How would you put this sentence from the ME/CFS subtypes extract into Spanish: "Subtypes can be useful for categorising clusters of patients who have similar physiological and neurological responses."?

§ **EXTRACT PROVIDED**
=== Section Start ===

Subtypes can be useful for categorising clusters of patients who have similar physiological and neurological responses. This will be particularly important in the future when patients can be specifically targeted with individual treatments as they become available. Current experience is that some patients can show benefit from a treatment, others no change and yet a third group have their symptoms become worse. It is of interest that ME/CFS women show different responses as well to natural physiological changes such as pregnancy. Remarkably, some women have a significant amelioration of their symptoms and experience a year of relatively good health during pregnancy, whereas others experience no change in their ME/CFS disease profile, or have their condition become significantly worse as a result of the pregnancy. Hence, the same physiological changes cause quite disparate effects to suggest there are at least three subgroups—those that ‘improve’, have ‘no change’, or ‘relapse’. One study showed that 41% of women had no change in ME/CFS symptoms during pregnancy, while 30% showed an improvement in symptoms (went into near remission) and the remaining 29% had relapsing symptoms [33].
  • Medications
This same phenomenon of benefit/no change/harm is also found not uncommonly with promising medications or supplements that can help some patients while showing no benefit for others, and even cause an exacerbation of symptoms. The anti-neuroinflammatory drug Low-Dose Naltrexone (LDN), for example, currently a drug of choice to help ameliorate symptoms in ME/CFS patients, fits this profile, as indicated from patient/clinician histories. Clinical trials are now currently in progress to determine the effectiveness of LDN for the ME/CFS-related illness, fibromyalgia [34]. A Stanford trial evaluated a dopamine D2 agonist, aripiprazole, on 101 ME/CFS patients [35], since dopamine has been linked to regulation of immune cell function and neuroinflammation, prominent features of ME/CFS. Of the trial participants, 74% showed some improvement in the core defining symptoms of fatigue, brain fog, sleep quality and a reduction in post-exertional malaise, while 12% showed no change, and 14% had worsening symptoms. Antivirals can reduce fatigue and increase natural CD4+ T cells and natural killer cells, but only in a subgroup of ME/CFS patients [36]. These may be effective in patients that show evidence of viral reactivation.
One of the earliest descriptions of subtypes/phenotypes in ME/CFS was defined from gene expression profiles by Kerr and co-workers in 2008 [37]. They found differential expression of 88 human genes in patients with ME/CFS. Clustering of quantitative PCR (qPCR) data from patients revealed seven distinct subtypes with distinct differences in clinical phenotypes and severity. Jason and co-workers in 2018 suggested that subtyping patients with ME/CFS according to illness course is a promising method for creating more homogeneous groups of patients, with the documentation of significant symptomatic and functional differences between the groups [38]. In 2020 Nacul and coauthors highlighted the severity, progression, and duration differences among different individuals, and the changing way disease manifests itself in each individual with time lending weight toward the “categorization of different subtype trajectories of ME/CFS” that may differ in pathogenesis and prognosis [39]. In 2021, a Spanish cluster analysis within a ME/CFS study identified five subtypes of ME/CFS from clinical phenotypes coupled with multiple questionnaires assessing medical history, fatigue and pain, post-exertional malaise, immune, and neuroendocrine features, sleep quality, dysautonomia, cognitive function, anxiety and depression and functionality [31].

=== Section End ===

§ **EXCERPTED RECORDS**
=== Section Start ===

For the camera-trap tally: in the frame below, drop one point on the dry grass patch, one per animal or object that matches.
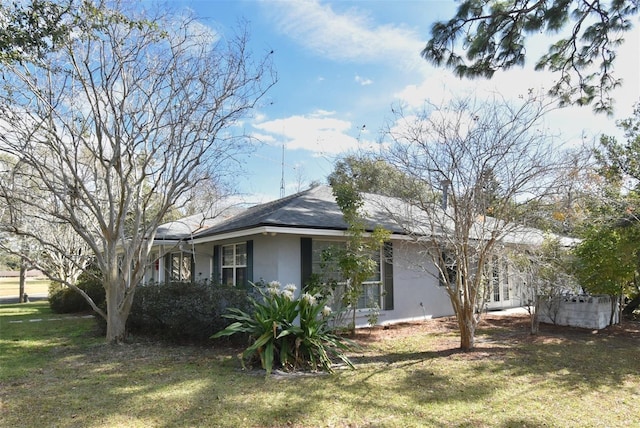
(407, 376)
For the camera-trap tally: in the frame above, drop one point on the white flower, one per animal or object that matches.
(287, 294)
(273, 288)
(311, 300)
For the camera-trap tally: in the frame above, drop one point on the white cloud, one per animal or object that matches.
(351, 36)
(363, 80)
(319, 132)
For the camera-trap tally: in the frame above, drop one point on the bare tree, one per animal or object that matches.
(481, 163)
(118, 124)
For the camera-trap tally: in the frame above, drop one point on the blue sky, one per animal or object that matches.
(342, 65)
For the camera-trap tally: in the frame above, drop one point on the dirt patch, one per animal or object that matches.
(514, 327)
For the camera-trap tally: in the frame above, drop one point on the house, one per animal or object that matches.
(283, 240)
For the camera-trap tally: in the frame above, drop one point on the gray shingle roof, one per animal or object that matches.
(314, 208)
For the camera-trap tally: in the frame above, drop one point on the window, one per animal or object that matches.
(498, 280)
(372, 292)
(234, 264)
(180, 267)
(450, 268)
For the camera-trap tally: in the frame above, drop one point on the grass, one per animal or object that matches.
(10, 287)
(56, 373)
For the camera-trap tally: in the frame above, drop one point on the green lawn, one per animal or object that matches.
(11, 286)
(54, 372)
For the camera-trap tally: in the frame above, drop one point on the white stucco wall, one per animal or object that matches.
(277, 258)
(417, 294)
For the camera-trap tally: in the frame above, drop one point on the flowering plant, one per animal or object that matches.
(288, 332)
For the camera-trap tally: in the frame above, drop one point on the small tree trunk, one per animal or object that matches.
(467, 325)
(118, 307)
(23, 281)
(535, 318)
(632, 305)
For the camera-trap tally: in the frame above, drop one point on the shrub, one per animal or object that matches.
(182, 311)
(292, 333)
(65, 300)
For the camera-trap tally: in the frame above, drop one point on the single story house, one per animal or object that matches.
(283, 240)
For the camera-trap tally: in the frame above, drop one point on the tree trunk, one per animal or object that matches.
(535, 317)
(118, 307)
(23, 280)
(467, 325)
(632, 305)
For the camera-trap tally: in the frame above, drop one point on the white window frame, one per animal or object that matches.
(235, 264)
(363, 301)
(183, 275)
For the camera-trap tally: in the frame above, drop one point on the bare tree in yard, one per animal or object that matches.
(117, 124)
(487, 160)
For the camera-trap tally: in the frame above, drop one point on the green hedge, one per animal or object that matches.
(182, 311)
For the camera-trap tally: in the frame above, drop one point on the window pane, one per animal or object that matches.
(227, 255)
(241, 255)
(185, 269)
(175, 267)
(227, 276)
(241, 276)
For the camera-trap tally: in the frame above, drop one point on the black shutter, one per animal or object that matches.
(192, 258)
(168, 259)
(249, 277)
(215, 275)
(306, 258)
(387, 253)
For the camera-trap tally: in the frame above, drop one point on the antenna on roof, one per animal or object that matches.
(282, 174)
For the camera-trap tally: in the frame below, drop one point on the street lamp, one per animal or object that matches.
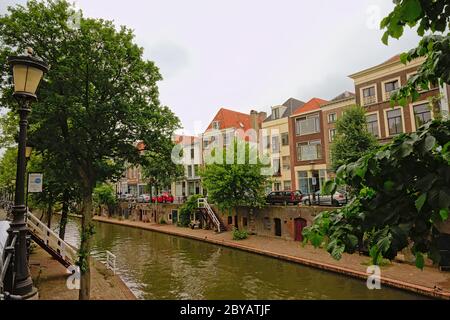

=== Section End ===

§ **RESPONSE TO THIS EXERCISE**
Los subtipos pueden ser útiles para clasificar grupos de pacientes que presentan respuestas fisiológicas y neurológicas similares.